(Host) State officials want to offer more people a choice between nursing homes and long-term care at home. The state has applied for a federal waiver that will allow it to use Medicaid funds to pay for home-based care for the elderly and disabled.
VPR’s John Dillon reports:
(Dillon) For years, Vermont has used Medicaid funds to pay for home health care. There’s now about 2,200 people covered by Medicaid in nursing homes, and about 1,100 who are cared for at home.
The state now wants to allow more people to stay home if they want to. To do that, the Department of Aging and Disabilities needs a waiver from the federal government, which pays about 63% of Medicaid.
Patrick Flood is commissioner of the department. He says that care in a nursing home is an entitlement under Medicaid, if you meet income guidelines. He wants to put home care on an equal footing.
(Flood) “We think that if you give people equal choice, it’s just as likely as not that people will chose to stay home, if they really have the option. If they do, it does cost us less and so our per-person costs go down and we can serve more than 3,300 people. I certainly think it’s reasonable to think that anywhere from 100 to 300 people at some point, who can’t get served today, could get served under the new model. Maybe more.”
(Dillon) Flood on Tuesday briefed a legislative committee about the state’s plan. Mary Shriver, who represents the Vermont nursing home industry, told lawmakers that the state may have underestimated the costs of stay-at-home care.

■ **STUDY QUESTIONS**:
(a) In the report on Vermont's Medicaid waiver, what share of Medicaid does the federal government pay?
(b) Say whether each statement agrees with the report on Vermont's Medicaid waiver, and quote the words from the report that decide it. (i) About 1,100 Medicaid-covered people are cared for at home. (ii) Patrick Flood is commissioner of the Department of Aging and Disabilities. (iii) Mary Shriver told lawmakers that the state may have overestimated the costs of stay-at-home care.
(c) Continue the report on Vermont's Medicaid waiver from where it stops.

■ **Collection entries**:
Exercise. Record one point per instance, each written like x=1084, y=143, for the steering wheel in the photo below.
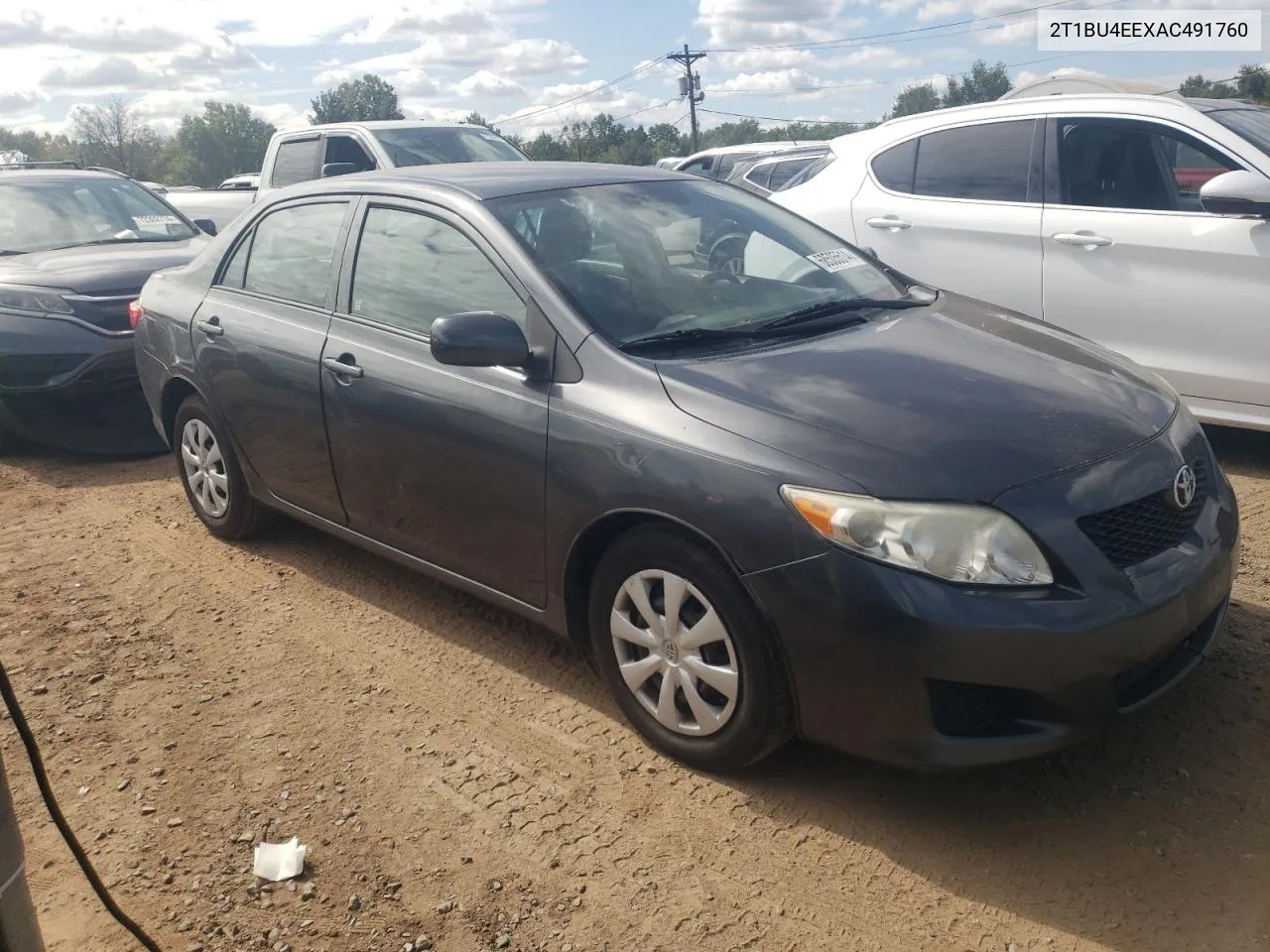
x=711, y=277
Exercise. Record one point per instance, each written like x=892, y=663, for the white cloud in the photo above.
x=770, y=82
x=878, y=58
x=484, y=84
x=754, y=22
x=414, y=82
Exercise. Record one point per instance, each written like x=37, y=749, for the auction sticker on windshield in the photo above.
x=835, y=261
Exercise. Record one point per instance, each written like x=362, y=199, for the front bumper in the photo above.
x=906, y=669
x=64, y=385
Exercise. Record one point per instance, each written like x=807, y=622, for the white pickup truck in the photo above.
x=339, y=149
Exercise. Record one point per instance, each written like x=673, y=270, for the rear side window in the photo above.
x=760, y=176
x=296, y=162
x=291, y=253
x=894, y=168
x=988, y=163
x=786, y=171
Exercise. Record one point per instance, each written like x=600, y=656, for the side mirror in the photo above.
x=331, y=169
x=479, y=339
x=1243, y=193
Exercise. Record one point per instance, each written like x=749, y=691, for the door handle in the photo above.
x=889, y=222
x=1087, y=240
x=343, y=368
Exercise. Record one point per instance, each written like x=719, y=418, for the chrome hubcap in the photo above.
x=204, y=468
x=675, y=653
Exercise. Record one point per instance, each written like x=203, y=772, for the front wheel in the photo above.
x=211, y=474
x=686, y=654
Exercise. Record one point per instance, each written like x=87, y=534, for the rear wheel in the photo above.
x=211, y=474
x=686, y=654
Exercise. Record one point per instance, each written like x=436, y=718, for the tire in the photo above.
x=738, y=717
x=211, y=475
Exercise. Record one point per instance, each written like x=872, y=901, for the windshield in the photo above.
x=1254, y=125
x=39, y=214
x=686, y=255
x=432, y=146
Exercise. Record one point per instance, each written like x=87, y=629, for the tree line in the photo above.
x=227, y=139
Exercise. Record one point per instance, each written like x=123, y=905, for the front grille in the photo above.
x=1137, y=531
x=108, y=311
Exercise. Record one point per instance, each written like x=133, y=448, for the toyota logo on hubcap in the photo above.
x=1184, y=488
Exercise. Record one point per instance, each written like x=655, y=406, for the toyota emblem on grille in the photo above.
x=1184, y=488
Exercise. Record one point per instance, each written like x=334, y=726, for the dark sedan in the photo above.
x=75, y=249
x=825, y=500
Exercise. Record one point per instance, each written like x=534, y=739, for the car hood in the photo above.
x=98, y=268
x=953, y=402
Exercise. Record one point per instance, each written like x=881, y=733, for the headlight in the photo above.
x=16, y=298
x=956, y=542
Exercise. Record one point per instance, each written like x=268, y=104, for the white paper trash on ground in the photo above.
x=280, y=861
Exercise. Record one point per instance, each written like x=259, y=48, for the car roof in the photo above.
x=486, y=180
x=1133, y=103
x=53, y=175
x=373, y=125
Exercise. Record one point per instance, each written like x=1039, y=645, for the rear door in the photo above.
x=445, y=463
x=258, y=339
x=1133, y=262
x=960, y=208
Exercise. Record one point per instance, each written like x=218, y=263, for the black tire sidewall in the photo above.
x=240, y=515
x=761, y=720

■ **TASK-BY-TASK RESULTS**:
(a) About 63%.

(b)
(i) Yes: "about 1,100 who are cared for at home."
(ii) Yes: "Patrick Flood is commissioner of the department."
(iii) No: "the state may have underestimated the costs of stay-at-home care."

(c)
(Shriver) “It costs more to stay at home than simply have a visiting nurse or homemaker service show up for a few hours every week. It’s very difficult to replicate the 24 hour, seven day a week care of a nursing home in a home-based setting at a lower or even at an equal cost.”
(Dillon) Flood said the federal waiver should allow the state to better control costs. He says that under the current system, people who want to stay home sometimes have to go to a more expensive nursing home.
(Flood) “What ends up happening in reality because we cap on the home-based side, there are some people who’d rather stay home, they go to a nursing home because they don’t have any choice.”
(Dillon) Flood says the federal government may take months to review the proposal. But he hopes for approval in the spring, and says he would like to implement the changes by next July.
For Vermont Public Radio, I’m John Dillon in Montpelier.